Reproduce the part of the records that begins with the line containing "# test: pointer marks one dot per instance of the bare" and continues through the end of the records, omitting the pictures.

>>>>

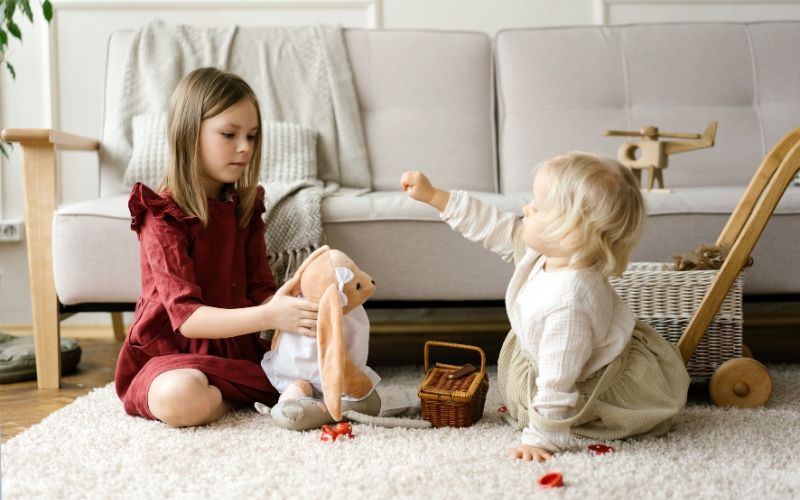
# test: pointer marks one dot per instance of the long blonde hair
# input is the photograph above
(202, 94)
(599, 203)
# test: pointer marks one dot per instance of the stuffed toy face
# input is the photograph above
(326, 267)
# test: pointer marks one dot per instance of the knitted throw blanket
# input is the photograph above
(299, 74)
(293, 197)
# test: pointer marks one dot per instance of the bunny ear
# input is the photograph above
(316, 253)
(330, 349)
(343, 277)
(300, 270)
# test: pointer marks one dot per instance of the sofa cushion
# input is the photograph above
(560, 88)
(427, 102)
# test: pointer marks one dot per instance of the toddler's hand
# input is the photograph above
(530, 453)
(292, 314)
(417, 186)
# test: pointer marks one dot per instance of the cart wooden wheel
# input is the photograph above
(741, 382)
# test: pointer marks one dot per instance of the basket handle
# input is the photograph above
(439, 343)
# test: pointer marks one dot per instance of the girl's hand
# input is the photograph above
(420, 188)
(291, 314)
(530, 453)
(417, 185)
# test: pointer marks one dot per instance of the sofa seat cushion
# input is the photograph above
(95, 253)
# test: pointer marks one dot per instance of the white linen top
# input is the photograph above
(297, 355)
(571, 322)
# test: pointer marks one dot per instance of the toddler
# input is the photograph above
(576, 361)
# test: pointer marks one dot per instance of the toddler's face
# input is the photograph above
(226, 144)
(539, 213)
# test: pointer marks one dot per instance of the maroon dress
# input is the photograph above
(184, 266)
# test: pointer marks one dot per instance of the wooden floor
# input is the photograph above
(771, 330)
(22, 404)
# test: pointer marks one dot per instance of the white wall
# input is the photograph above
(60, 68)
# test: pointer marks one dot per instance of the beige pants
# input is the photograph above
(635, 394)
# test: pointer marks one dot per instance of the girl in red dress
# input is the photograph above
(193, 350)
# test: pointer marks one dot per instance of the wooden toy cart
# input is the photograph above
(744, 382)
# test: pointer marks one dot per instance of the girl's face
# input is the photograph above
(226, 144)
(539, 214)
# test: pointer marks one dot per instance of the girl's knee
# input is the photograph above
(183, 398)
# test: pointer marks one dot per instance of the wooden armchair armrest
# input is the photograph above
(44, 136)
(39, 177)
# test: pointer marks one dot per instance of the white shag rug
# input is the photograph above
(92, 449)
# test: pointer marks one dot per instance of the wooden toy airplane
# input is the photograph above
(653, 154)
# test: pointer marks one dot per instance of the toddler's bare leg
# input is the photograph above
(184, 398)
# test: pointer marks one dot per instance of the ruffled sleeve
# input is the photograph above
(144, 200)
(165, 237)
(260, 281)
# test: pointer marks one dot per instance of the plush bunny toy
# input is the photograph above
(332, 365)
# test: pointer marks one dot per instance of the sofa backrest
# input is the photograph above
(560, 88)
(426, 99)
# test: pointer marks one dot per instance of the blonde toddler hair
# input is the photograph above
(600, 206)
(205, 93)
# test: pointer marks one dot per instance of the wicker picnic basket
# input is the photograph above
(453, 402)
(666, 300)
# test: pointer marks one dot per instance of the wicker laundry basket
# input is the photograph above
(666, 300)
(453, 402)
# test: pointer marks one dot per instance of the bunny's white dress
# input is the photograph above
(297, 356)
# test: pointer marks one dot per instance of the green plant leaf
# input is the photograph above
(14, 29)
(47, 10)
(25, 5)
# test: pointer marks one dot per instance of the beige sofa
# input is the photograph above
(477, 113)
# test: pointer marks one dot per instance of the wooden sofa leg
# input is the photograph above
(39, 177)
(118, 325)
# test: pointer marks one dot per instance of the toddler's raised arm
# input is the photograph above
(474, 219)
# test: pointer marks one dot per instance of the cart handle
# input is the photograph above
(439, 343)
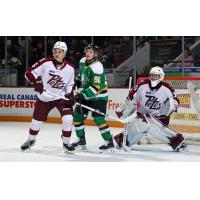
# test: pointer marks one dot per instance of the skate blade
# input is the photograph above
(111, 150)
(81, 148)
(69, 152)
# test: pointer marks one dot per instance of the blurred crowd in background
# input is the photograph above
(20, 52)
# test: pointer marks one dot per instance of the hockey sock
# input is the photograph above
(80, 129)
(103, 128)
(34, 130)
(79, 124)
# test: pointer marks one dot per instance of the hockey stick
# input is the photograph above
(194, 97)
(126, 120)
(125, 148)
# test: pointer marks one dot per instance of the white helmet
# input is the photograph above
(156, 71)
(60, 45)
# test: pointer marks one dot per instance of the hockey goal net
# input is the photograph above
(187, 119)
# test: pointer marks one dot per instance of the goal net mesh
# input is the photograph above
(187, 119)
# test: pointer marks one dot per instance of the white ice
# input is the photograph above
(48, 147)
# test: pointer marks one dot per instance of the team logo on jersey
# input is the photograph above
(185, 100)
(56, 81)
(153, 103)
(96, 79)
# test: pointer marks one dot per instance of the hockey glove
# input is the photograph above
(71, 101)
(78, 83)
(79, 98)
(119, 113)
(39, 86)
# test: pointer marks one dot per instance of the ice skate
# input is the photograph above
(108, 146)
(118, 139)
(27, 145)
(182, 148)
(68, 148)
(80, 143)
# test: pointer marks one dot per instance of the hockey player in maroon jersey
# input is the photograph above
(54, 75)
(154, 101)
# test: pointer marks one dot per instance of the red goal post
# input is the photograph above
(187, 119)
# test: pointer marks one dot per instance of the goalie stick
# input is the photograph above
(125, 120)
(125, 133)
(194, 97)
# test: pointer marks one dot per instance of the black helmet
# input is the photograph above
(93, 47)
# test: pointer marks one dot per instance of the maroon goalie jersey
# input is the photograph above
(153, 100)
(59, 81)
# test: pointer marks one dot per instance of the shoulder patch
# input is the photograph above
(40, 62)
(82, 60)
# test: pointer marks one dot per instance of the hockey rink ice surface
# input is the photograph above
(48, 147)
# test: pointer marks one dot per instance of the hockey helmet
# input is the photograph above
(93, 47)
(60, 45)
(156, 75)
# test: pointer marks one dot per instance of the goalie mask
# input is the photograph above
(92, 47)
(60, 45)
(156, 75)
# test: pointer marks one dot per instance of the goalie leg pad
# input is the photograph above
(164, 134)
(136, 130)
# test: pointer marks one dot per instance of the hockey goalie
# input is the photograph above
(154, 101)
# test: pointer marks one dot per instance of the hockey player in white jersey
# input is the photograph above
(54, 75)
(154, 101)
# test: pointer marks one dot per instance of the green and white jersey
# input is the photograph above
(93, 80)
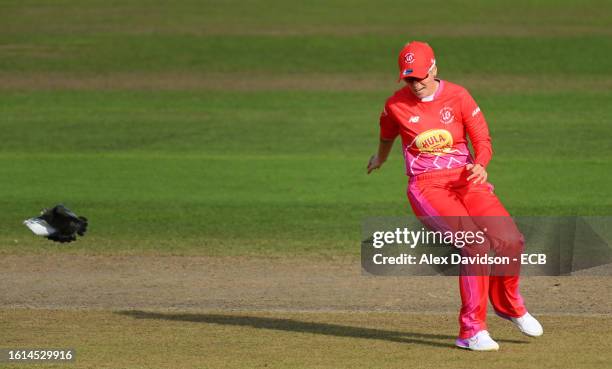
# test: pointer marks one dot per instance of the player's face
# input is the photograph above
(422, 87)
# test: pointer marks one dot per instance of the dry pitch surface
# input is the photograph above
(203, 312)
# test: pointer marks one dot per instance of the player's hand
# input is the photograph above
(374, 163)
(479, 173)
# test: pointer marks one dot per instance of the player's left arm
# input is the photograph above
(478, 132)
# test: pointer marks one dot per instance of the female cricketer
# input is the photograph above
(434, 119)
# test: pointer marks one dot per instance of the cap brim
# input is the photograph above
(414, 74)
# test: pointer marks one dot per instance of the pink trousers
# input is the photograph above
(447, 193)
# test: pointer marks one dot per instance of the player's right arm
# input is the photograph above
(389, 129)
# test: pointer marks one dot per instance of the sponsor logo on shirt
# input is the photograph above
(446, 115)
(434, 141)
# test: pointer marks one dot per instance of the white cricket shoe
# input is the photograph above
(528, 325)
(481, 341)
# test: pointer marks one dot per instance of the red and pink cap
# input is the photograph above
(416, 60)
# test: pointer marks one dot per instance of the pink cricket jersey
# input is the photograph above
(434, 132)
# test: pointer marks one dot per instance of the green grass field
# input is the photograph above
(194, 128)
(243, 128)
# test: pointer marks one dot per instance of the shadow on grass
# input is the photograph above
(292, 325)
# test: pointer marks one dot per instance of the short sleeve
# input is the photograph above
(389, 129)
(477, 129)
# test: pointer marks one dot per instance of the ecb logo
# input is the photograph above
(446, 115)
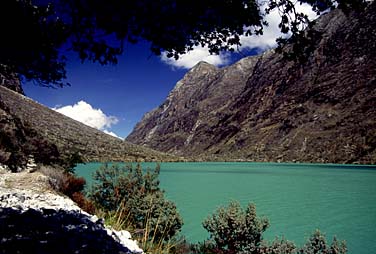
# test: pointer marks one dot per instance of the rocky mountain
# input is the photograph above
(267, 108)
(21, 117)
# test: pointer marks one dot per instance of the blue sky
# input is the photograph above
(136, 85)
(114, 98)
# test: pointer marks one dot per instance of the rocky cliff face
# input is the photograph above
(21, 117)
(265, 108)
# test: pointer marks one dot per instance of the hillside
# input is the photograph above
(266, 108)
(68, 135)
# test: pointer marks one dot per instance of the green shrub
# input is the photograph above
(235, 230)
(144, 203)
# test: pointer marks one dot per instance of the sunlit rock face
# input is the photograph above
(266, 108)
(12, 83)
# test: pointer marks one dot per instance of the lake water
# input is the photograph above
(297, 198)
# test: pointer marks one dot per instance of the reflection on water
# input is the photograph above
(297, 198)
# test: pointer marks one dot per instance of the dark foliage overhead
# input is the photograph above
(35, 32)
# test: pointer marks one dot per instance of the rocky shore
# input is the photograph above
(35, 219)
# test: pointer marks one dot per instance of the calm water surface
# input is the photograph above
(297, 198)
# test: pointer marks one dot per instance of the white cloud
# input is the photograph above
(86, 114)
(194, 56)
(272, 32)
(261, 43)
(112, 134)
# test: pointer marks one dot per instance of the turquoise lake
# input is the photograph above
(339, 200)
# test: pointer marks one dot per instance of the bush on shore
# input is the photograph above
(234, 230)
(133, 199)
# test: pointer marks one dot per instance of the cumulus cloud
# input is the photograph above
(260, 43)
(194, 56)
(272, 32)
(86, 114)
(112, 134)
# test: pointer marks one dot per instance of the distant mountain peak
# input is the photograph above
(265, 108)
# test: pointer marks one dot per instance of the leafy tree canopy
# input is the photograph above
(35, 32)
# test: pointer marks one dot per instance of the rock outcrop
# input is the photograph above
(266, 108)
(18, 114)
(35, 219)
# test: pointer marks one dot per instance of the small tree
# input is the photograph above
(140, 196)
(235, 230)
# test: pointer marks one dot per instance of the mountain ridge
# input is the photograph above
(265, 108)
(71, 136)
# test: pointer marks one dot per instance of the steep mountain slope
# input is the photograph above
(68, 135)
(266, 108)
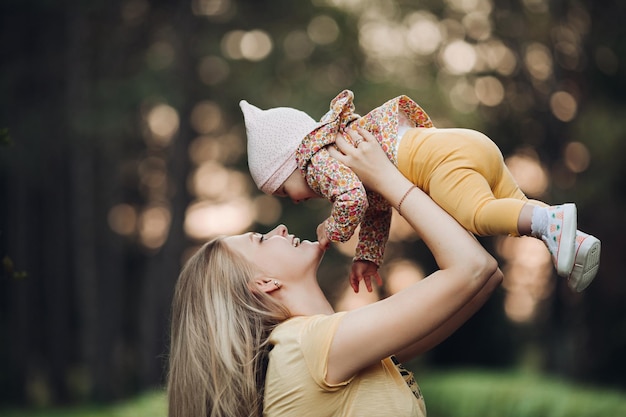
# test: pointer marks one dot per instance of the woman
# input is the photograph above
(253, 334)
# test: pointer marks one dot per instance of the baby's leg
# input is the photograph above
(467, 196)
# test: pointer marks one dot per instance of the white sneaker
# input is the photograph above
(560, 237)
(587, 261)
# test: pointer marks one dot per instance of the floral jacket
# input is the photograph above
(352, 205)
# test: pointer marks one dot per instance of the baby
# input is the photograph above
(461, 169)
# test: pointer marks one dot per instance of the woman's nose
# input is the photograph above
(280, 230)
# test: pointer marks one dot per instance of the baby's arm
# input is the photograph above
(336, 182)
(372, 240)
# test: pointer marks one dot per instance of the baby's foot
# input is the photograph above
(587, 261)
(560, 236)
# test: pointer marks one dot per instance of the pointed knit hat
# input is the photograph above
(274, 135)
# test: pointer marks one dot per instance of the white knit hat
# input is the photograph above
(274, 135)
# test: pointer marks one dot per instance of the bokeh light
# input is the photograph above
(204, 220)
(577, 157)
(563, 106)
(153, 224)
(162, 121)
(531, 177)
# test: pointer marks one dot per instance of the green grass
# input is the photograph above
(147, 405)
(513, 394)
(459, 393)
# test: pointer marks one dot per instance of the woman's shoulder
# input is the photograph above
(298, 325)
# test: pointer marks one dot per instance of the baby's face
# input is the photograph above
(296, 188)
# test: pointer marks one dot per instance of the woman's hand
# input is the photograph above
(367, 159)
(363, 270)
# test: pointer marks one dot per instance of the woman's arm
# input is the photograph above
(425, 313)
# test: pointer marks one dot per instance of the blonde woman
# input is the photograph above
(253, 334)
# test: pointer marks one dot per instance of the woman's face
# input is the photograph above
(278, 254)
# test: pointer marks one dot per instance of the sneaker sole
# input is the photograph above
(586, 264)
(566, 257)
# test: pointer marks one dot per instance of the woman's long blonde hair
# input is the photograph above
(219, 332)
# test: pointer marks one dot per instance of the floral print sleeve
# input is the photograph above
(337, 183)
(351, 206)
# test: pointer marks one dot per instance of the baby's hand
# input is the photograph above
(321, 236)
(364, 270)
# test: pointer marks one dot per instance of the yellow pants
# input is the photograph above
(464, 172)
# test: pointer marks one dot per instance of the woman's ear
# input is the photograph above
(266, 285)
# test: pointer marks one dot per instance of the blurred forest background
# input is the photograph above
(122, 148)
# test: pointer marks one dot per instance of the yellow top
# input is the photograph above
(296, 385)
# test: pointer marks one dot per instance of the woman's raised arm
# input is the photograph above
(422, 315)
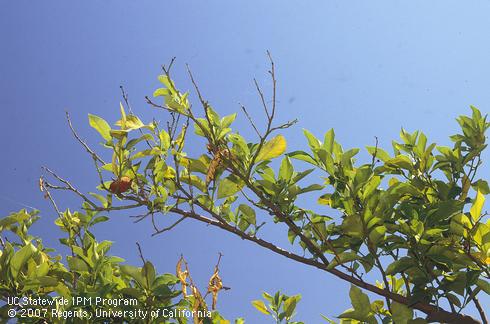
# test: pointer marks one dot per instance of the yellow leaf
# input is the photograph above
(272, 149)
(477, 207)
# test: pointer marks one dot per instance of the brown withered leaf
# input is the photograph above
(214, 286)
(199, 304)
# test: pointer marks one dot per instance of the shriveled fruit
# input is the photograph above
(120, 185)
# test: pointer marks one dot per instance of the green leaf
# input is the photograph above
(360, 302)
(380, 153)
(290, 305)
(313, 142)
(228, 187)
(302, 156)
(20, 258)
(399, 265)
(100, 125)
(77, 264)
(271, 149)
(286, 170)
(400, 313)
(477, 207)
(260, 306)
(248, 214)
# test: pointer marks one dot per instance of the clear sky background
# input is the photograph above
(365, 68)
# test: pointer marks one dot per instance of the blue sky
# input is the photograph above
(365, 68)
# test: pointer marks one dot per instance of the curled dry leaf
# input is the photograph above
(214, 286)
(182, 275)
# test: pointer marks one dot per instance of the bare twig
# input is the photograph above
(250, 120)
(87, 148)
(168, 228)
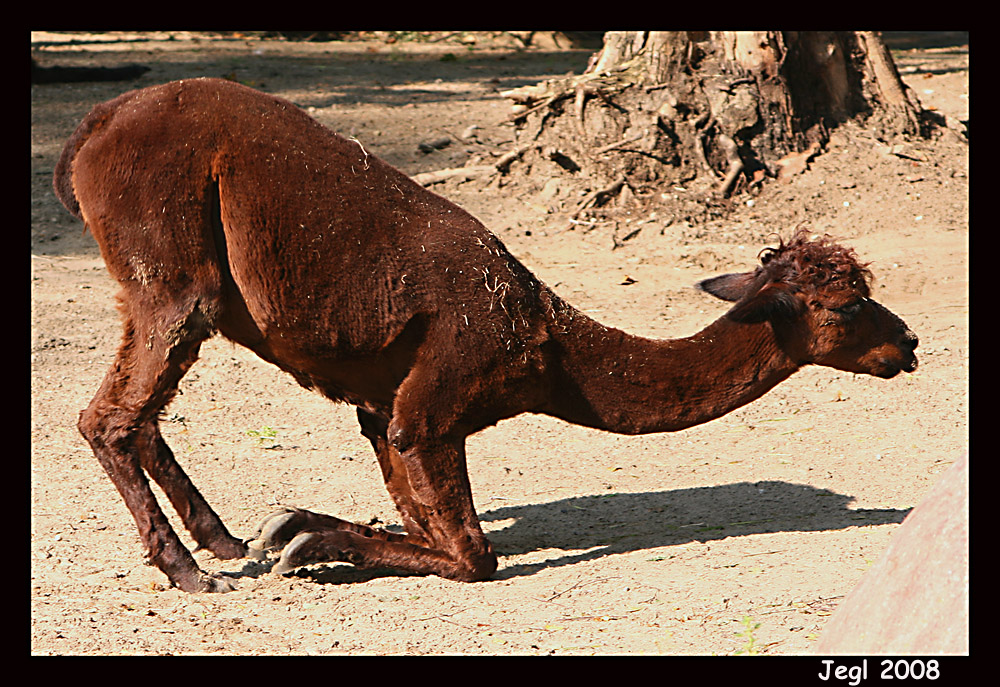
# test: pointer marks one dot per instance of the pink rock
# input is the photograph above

<<<<

* [Response to the task]
# test: pointer marks one dot per instance of the bare twig
# input is the photograph above
(250, 120)
(87, 148)
(168, 228)
# test: pointer marks one dot per instance of the pink rock
# input is the photograph above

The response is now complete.